### EXERCISE BRIEF
All of the data below is to be output exactly as written.

Stored data entries
* * * * *
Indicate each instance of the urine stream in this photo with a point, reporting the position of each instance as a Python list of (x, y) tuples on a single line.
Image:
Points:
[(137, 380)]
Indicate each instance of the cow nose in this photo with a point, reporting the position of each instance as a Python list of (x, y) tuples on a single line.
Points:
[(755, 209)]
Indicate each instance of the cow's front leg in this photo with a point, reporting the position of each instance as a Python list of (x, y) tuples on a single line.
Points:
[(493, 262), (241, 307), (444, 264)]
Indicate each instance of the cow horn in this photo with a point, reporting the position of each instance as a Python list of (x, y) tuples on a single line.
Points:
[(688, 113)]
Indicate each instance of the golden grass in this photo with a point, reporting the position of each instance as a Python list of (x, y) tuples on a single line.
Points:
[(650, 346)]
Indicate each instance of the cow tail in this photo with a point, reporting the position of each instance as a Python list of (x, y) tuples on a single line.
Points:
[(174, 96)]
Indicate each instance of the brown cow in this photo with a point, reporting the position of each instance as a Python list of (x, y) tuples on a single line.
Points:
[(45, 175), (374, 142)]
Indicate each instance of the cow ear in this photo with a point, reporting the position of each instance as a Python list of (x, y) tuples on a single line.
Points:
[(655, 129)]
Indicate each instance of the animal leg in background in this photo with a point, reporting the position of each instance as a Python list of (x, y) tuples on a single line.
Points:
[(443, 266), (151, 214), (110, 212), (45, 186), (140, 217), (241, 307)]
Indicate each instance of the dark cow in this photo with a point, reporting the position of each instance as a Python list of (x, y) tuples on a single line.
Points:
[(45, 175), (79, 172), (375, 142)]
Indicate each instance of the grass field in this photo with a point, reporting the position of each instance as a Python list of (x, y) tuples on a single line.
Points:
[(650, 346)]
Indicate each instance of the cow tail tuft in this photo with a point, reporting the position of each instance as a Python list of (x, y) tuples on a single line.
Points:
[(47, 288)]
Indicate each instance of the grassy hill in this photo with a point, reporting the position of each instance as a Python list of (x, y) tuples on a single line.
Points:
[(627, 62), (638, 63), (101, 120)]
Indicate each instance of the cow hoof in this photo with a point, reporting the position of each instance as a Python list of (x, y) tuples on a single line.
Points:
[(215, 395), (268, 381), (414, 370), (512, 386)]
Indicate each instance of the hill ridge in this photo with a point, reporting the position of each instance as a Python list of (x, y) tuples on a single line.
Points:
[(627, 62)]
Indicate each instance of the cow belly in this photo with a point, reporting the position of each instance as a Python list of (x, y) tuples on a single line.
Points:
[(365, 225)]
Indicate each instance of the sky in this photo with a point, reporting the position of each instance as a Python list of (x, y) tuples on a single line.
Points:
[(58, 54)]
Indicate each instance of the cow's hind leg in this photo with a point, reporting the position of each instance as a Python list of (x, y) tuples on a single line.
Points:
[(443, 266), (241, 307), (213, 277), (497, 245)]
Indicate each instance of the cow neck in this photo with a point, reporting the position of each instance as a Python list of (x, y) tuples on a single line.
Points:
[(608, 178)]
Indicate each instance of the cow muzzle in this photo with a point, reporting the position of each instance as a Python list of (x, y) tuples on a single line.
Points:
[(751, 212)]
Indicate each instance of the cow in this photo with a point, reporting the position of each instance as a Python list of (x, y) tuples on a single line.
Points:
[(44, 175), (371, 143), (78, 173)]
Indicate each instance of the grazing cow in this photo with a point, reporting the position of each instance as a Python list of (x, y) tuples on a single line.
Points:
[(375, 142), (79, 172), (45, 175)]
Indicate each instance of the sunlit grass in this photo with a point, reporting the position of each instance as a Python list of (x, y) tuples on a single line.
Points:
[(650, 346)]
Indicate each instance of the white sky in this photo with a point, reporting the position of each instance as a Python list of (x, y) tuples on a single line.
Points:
* * * * *
### FINAL ANSWER
Indicate each instance of the urine stream in this photo with a point, reporting the position of each instance as a Python list of (x, y) tuples on a single line.
Image:
Points:
[(137, 380)]
Indicate each instance of the cow nose in this photo with a point, reporting the position of each instance as a Python list of (x, y) tuples on a single line.
Points:
[(755, 209)]
Indicate each instance of the cow's front leg in this photo with a point, reporting the position of each instance as a Python list of (x, y) tuples on a single line.
Points:
[(493, 262), (241, 307), (444, 264)]
Indicate each instance of the cow horn in this photo with a point, reporting the position of each instance as a Python list of (x, y) tuples on a single line.
Points:
[(688, 113)]
Indicate each instance of the golden grass in this photo with a point, reporting the position of each instance as a Python list of (x, y) tuples on a single line.
Points:
[(650, 346)]
Indicate each instance of the cow tail in this photo with a point, reporting the position of each instance as a Python list of (x, y) tuples on a single line.
Points:
[(174, 96)]
Indicate each instance of the brown cow in this photo with a point, reporting the position of each instance as a Python list of (x, y) tuples on a single line.
Points:
[(45, 175), (374, 142)]
Indicate each instance of the cow ear in this photo with a point, reporting the position of each instance as a Python list of (x, y) tuples on a single line.
Points:
[(655, 129)]
Indicate each instance of the animal leg in background in this photo with a point, reporting the position of each instance as a Python list of (x, y) tuples on a single line.
Points:
[(443, 266), (151, 214), (110, 212), (45, 186), (140, 217), (241, 307)]
Indicate each instance of the dark cow in this photo with a point, reporting the position of each instance as a Python list of (x, y) tuples on a single line.
Points:
[(45, 175), (79, 172), (375, 142)]
Indicate each instance of the grass field in this photo with a point, reporting the position of each instance as a Python list of (x, y) tuples on a single line.
Points:
[(650, 346)]
Indicate each instance of the cow tail tuft in this photo with a point, reporting the position of each instance as a Python list of (x, y) tuples on a single line.
Points:
[(47, 288)]
Indicate each instance of the grassy hill in this photo with a point, reporting the position of each instance as a Python list of (x, y) tuples on a single line.
Points:
[(627, 62), (638, 63), (101, 120)]
Indicate each instance of the cow hoof in this photo with a point, reporting the position of each instance as a Python list of (x, y) tuples on a single line.
Points:
[(215, 395), (268, 381), (414, 370), (512, 386)]
Indicate each instance of the hill ridge in this photo with a point, reporting the position of each instance as a Python list of (x, y) tuples on a single line.
Points:
[(627, 62)]
Indicate each instance of the cow belly in this photo with a point, reporting the position of each instance as a Python list of (x, y) tuples on a single line.
Points:
[(365, 225)]
Indicate each instance of the sky in this photo with a point, reporting the position of each instance as a Python list of (x, y) tuples on a single line.
Points:
[(58, 54)]
Indicate each instance of the cow's hind leg in this photo with a point, reporting the position of each instance as a Python list of (x, y) tuples on a single line.
Points:
[(443, 266), (241, 307), (213, 277), (497, 245)]
Indicate each instance of the cow neck in this photo with a point, reporting the position of each instance as a Python list of (x, y) tuples on a single line.
Points:
[(608, 178)]
Indicate each instance of the cow muzzle in this photo with a point, reporting the position of each instance as a Python list of (x, y) tuples on a single line.
Points:
[(751, 212)]
Indicate each instance of the cow in this photo with a point, reporting the position of each instance as a Python list of (x, y) tuples on a single line.
Points:
[(44, 175), (371, 143), (78, 173)]
Indicate each instance of the grazing cow in this photo with a point, reporting the position of each instance as a Python list of (x, y) tuples on a single line.
Points:
[(375, 142), (79, 172), (45, 175)]
Indicate each instance of the sunlit grass in this photo with a point, reporting the position of each instance as a Python list of (x, y) tuples on a single line.
Points:
[(650, 346)]
Indicate each instance of the white sky in this photo with a point, reporting the position of each instance as a Python list of (x, y) tuples on a single line.
Points:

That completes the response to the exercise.